[Supplied material]

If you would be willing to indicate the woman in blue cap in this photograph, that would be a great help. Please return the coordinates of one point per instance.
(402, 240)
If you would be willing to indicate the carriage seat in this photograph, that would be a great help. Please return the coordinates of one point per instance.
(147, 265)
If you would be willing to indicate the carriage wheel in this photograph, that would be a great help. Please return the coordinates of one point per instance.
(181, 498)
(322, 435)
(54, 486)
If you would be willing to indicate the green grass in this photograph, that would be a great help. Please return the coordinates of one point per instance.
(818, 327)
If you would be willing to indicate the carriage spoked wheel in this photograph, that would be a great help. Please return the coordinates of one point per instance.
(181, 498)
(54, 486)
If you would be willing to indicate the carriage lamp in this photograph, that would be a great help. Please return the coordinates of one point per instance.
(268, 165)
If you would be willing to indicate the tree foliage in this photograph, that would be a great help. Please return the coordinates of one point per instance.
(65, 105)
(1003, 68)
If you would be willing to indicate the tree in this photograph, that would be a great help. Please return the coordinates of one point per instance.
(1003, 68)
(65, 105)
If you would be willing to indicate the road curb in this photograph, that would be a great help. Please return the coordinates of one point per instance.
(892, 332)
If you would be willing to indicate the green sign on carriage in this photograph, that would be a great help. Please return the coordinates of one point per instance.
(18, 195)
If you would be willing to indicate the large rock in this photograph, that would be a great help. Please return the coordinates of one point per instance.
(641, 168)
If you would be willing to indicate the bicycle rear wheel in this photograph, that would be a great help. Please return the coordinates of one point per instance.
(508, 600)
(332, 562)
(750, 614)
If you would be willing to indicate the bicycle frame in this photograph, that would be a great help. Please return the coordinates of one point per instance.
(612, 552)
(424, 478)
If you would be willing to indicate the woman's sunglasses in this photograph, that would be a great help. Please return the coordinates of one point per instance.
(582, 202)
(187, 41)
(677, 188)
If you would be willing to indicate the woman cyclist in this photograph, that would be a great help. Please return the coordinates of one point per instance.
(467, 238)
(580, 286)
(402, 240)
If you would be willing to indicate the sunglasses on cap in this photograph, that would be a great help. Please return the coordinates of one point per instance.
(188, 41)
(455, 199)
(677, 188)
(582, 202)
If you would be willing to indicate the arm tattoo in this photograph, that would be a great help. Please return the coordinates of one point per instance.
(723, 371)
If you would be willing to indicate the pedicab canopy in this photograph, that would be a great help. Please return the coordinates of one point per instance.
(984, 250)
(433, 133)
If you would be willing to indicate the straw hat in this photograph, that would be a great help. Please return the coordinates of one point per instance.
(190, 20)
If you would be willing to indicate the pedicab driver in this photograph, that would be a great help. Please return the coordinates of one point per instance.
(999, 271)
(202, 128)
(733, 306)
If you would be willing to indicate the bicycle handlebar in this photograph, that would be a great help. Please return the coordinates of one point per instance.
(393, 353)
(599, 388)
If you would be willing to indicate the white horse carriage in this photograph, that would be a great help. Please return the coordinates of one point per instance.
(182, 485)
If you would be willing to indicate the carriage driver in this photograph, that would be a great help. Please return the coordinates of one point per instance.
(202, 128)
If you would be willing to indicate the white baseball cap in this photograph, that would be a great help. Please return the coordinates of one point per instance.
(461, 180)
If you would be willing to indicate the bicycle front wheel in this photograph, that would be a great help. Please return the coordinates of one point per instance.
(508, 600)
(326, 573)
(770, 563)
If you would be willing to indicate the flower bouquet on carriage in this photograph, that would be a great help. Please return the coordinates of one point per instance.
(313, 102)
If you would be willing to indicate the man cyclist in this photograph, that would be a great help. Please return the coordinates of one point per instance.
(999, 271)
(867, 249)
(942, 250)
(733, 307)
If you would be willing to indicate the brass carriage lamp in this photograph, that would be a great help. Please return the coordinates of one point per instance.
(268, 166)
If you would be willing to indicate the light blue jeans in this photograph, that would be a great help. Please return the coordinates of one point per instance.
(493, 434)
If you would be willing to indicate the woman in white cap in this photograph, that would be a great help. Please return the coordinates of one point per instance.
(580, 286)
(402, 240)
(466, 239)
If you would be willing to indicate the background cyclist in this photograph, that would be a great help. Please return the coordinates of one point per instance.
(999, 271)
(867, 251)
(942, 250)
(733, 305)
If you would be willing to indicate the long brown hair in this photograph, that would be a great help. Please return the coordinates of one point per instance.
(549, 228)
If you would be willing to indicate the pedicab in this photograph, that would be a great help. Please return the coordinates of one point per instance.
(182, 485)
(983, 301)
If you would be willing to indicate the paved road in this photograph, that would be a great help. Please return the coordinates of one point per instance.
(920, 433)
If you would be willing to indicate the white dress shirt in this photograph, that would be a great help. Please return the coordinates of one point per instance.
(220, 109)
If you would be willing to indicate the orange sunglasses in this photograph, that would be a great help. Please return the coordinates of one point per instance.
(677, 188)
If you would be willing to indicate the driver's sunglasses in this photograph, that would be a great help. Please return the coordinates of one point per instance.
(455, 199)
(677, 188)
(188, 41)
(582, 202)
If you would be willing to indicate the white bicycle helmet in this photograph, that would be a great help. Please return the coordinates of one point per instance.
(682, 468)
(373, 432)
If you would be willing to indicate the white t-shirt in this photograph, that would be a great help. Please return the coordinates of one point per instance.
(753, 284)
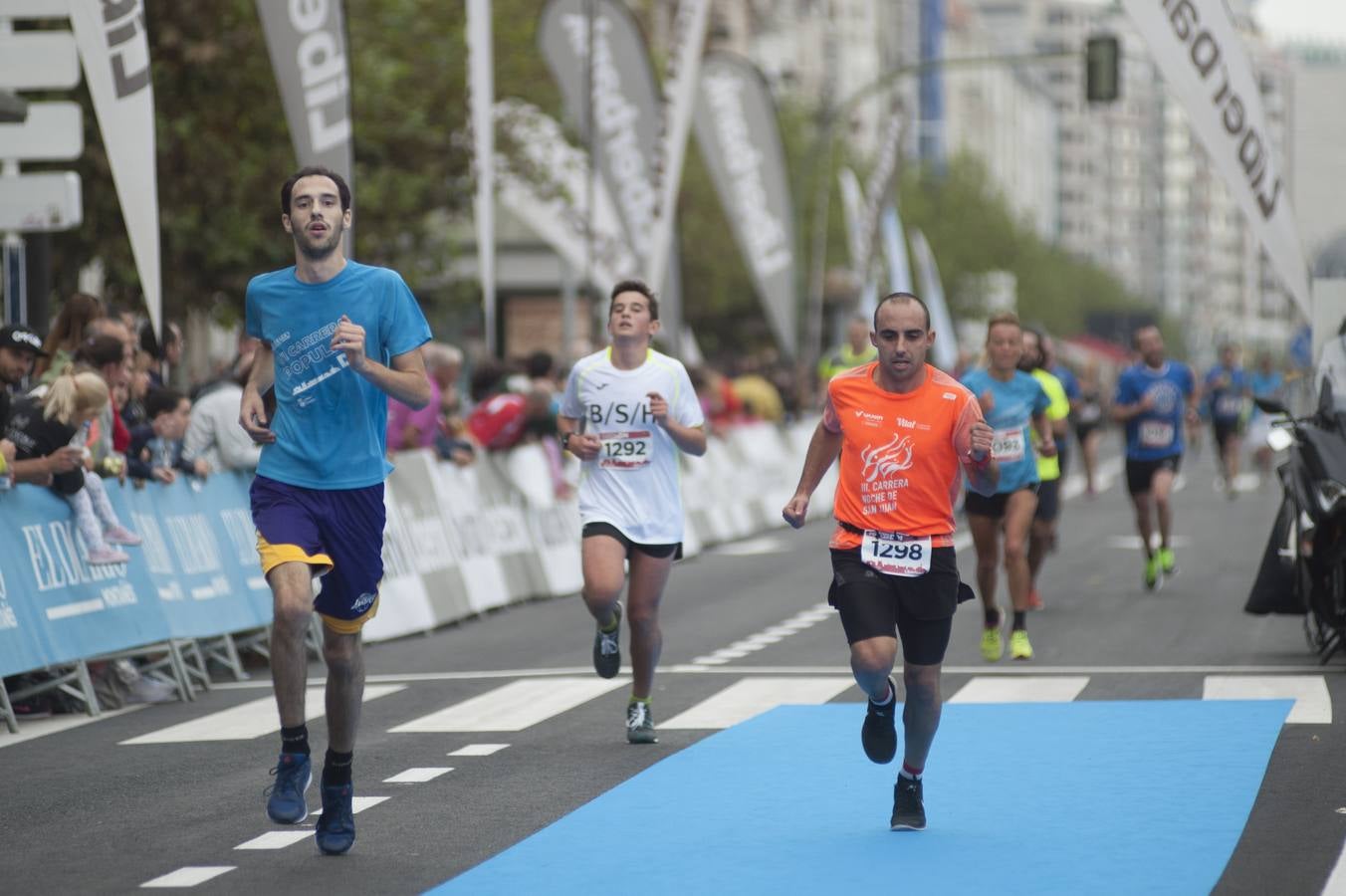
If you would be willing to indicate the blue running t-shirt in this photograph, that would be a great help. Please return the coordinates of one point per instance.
(330, 421)
(1013, 405)
(1158, 432)
(1225, 387)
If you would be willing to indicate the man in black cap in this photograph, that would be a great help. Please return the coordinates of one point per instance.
(19, 348)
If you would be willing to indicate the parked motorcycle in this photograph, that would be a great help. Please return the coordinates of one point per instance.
(1303, 569)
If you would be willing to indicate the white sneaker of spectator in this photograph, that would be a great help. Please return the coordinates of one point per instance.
(121, 536)
(100, 556)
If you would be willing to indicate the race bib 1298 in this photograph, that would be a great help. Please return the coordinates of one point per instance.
(1157, 433)
(1007, 444)
(895, 555)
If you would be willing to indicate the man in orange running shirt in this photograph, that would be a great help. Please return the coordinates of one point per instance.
(906, 432)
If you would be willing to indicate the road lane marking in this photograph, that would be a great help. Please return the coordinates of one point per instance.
(478, 750)
(513, 707)
(754, 696)
(417, 776)
(188, 876)
(276, 839)
(245, 722)
(1312, 703)
(1036, 689)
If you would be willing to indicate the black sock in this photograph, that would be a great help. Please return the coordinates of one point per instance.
(336, 769)
(295, 740)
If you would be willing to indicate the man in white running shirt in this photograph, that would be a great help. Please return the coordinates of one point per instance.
(627, 412)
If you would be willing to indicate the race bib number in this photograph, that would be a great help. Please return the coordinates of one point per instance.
(626, 450)
(1007, 444)
(1155, 433)
(895, 555)
(1230, 406)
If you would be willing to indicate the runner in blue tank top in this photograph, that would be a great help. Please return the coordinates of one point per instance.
(1228, 393)
(336, 339)
(1015, 406)
(1154, 400)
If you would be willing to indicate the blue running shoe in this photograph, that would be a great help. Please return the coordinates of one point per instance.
(286, 802)
(336, 825)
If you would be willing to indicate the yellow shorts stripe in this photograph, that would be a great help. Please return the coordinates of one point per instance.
(275, 555)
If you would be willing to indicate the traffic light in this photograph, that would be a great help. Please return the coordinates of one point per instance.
(12, 108)
(1102, 62)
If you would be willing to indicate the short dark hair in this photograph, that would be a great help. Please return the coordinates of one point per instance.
(899, 296)
(1135, 336)
(99, 351)
(634, 286)
(314, 171)
(161, 401)
(540, 363)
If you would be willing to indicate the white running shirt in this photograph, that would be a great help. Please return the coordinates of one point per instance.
(633, 483)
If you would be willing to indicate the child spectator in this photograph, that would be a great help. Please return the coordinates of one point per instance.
(57, 425)
(156, 447)
(213, 433)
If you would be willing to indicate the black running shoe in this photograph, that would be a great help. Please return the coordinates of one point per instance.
(336, 830)
(907, 806)
(607, 647)
(639, 723)
(879, 734)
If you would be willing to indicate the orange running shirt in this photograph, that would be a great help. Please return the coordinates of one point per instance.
(901, 454)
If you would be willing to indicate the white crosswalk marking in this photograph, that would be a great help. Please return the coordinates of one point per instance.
(515, 707)
(1312, 704)
(276, 839)
(478, 750)
(416, 776)
(1028, 689)
(245, 722)
(750, 697)
(190, 876)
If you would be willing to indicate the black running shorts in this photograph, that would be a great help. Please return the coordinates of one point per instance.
(920, 609)
(658, 552)
(1048, 501)
(1140, 474)
(991, 506)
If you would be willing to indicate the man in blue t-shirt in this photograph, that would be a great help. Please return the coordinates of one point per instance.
(336, 339)
(1228, 390)
(1154, 400)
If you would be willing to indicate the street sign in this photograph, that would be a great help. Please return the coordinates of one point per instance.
(41, 202)
(52, 132)
(34, 8)
(39, 60)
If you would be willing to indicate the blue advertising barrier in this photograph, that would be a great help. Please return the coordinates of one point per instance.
(194, 576)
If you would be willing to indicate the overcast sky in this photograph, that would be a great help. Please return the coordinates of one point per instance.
(1303, 19)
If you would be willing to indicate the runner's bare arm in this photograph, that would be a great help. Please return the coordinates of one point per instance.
(252, 410)
(402, 378)
(583, 445)
(689, 439)
(1046, 439)
(982, 468)
(822, 450)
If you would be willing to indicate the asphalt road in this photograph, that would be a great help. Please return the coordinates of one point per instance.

[Exercise]
All lines from the one containing "If you would be willing to indicate the overcast" through the end of the records, both ends included, are to be quoted exactly; please add nothing else.

[Written reply]
If you would be willing to indicate the overcast sky in this photograph, that would be a great help. Please return the coordinates of one point per instance.
(1303, 19)
If you would be willing to indicate the runner's bare arm in this photograph, that would be a great help. Please return the coordinates of one point per instance.
(252, 410)
(402, 378)
(583, 445)
(689, 439)
(1046, 439)
(982, 468)
(822, 450)
If you would be willing to indicate the asphalt road in this photograph, that would be a great help. Please return the coordinates of one point per instance.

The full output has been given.